> **文档正文**
□ □ □ □ □ □ □

「莫比乌斯反演」

1.YY的GCD

\[\sum_{x=1}^n\sum_{y=1}^m[gcd(x,y)==P] \]

\[\sum_{p}\sum_{x=1}^{n/p}\sum_{y=1}^{m/p}[gcd(x,y)==1] \]

\[\sum_p\sum_{d=1}^{n/p}\mu(d)\frac{n}{pd}\frac{m}{pd} \]

\[\sum_{T=1}^n\frac{n}{T}\frac{m}{T}\sum_{p|T}\mu(T/p) \]

设\(f[n]=\sum_{p|n}\mu(n/p)\),从\(f[i]\)转移到\(f[i*pr[j]]\).
\(i\% pr[j]\)
\(pr[j]\)作为p,贡献为\(\mu[i]\).
\(pr[j]\)作为n/p,贡献为\(-f[i]\).
\(i\% pr[j]==0\)
\(pr[j]\)作为p,贡献为\(\mu[i]\).
\(pr[j]\)作为n/p,贡献为0.

#include<bits/stdc++.h>
#define ll long long
using namespace std;
const int N=1e7+50;
int n,m;
ll pr[N],v[N],f[N],mu[N];
inline void Pre(){
	const int M=1e7;
	mu[1]=1;
	for(int i=2;i<=M;++i){
		if(!v[i]) v[i]=1,pr[++pr[0]]=i,mu[i]=-1;
		for(int j=1;j<=pr[0];++j){
			if(i*pr[j]>M) break;
			v[i*pr[j]]=1;
			if(i%pr[j]!=0) mu[i*pr[j]]=-mu[i];
			else{mu[i*pr[j]]=0;break;}
		}
	}
	for(int i=1;i<=pr[0];++i) for(int j=1;j*pr[i]<=M;++j) f[j*pr[i]]+=mu[j];
	for(int i=1;i<=M;++i) f[i]+=f[i-1];
}
void solve(){
	scanf("%d%d",&n,&m);
	if(n>m) swap(n,m);
	ll ans=0;
	for(int l=1,r;l<=n;l=r+1){
		r=min(n/(n/l),m/(m/l));
		ans+=(f[r]-f[l-1])*(n/l)*(m/l);
	}
	printf("%lld\n",ans);
}
int main(){
	Pre();
	int T;scanf("%d",&T);
	while(T--) solve();
	return 0;
}

2.数表

\[\sum_{i=1}^n\sum_{j=1}^m\sigma(gcd(i,j)) \]

\[\sum_{g=1}^n\sigma(g)\sum_{i=1}^{n/g}\sum_{g=1}^{m/g}[gcd(i,j)==1] \]

\[\sum_{d=1}^n\mu(d)\sum_{g=1}^{n/d}\sigma(g)\frac{n}{gd}\frac{m}{gd} \]

\[\sum_{T=1}^n\frac{n}{T}\frac{m}{T}\sum_{d|T}\mu(d)\sigma(T/d) \]

每次要求\(\sigma(x)<=a\)
设\(f[n]=\sum_{d|n}\mu(d)\sigma(n/d)\).
把所有二元组\((\sigma(n),n)\)升序,把询问升序.
增量构造,每次更新d的倍数.
所以总更新次数\(nln\)

□ □ □ □ □ □ □

> **数据摘录**
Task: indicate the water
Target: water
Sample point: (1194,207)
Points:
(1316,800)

□ □ □ □ □ □ □

> **任务指令 A**
在关于莫比乌斯反演的文档正文中,对于“\(i\% pr[j]==0\)”的情形,\(pr[j]\)作为n/p时贡献为多少?
> **任务指令 B**
请接着关于莫比乌斯反演的文档正文末尾续写。
上述数据与此处内容无关。

> **参考答案 A**
贡献为0。

> **参考答案 B**
因为需要查询区间和,单点修改,BIT维护.

#include<bits/stdc++.h>
using namespace std;
const int Query=2e4+50;
const int N=1e5+50;
const int M=1e5;
const int mod=(1ll<<31)-1;
int n,m;
int pri[N],v[N],mu[N],c[N],sum[N],ret[N];
inline void add(int p,int v){
	for(;p<N;p+=p&-p) c[p]+=v;
}
inline int get(int p,int ans=0){
	for(;p;p-=p&-p) ans+=c[p];
	return ans;
}
struct Node{int n,m,a,id;}q[N];
bool cmp(Node a,Node b){return a.a<b.a;}
#define pr pair<int,int>
#define fir first
#define sec second
pr ord[N];
inline void pre(){
	mu[1]=1;sum[1]=1;
	for(int i=2;i<=M;++i){
		if(!v[i]) v[i]=1,pri[++pri[0]]=i,mu[i]=-1,sum[i]=1+i;
		for(int j=1;j<=pri[0];++j){
			if(i*pri[j]>M) break;
			v[i*pri[j]]=1;
			if(i%pri[j]!=0) mu[i*pri[j]]=-mu[i],sum[i*pri[j]]=sum[i]*sum[pri[j]];
			else {mu[i*pri[j]]=0;sum[i*pri[j]]=sum[i]*sum[pri[j]]-sum[i/pri[j]]*pri[j];break;}
		}
	}
	for(int i=1;i<=M;++i) ord[i]=make_pair(sum[i],i);
	sort(ord+1,ord+M+1);
}
int main(){
	pre();
	int T;scanf("%d",&T);
	for(int i=1;i<=T;++i) q[i].id=i,scanf("%d%d%d",&q[i].n,&q[i].m,&q[i].a);
	sort(q+1,q+T+1,cmp);
	int it=1;
	for(int i=1;i<=T;++i){
		n=q[i].n,m=q[i].m;
		while(it<=M&&ord[it].fir<=q[i].a){
			for(int j=1;ord[it].sec*j<=M;++j) add(ord[it].sec*j,mu[j]*ord[it].fir);
			it++;
		}
		if(n>m) swap(n,m);
		int ans=0;
		for(int l=1,r;l<=n;l=r+1){
			r=min(n/(n/l),m/(m/l));
			ans+=(get(r)-get(l-1))*(n/l)*(m/l);
		}
		ret[q[i].id]=ans&mod;
	}
	for(int i=1;i<=T;++i) printf("%d\n",ret[i]);
	return 0;
}

3.DZY loves Math
由于一个神奇的性质,导致本来无法线性筛的本题异常简单.
套路不用再讲,不套路的地方又不会讲.
所以鸽掉了.
4.约数个数和
都做过一次还不会,太丢人了...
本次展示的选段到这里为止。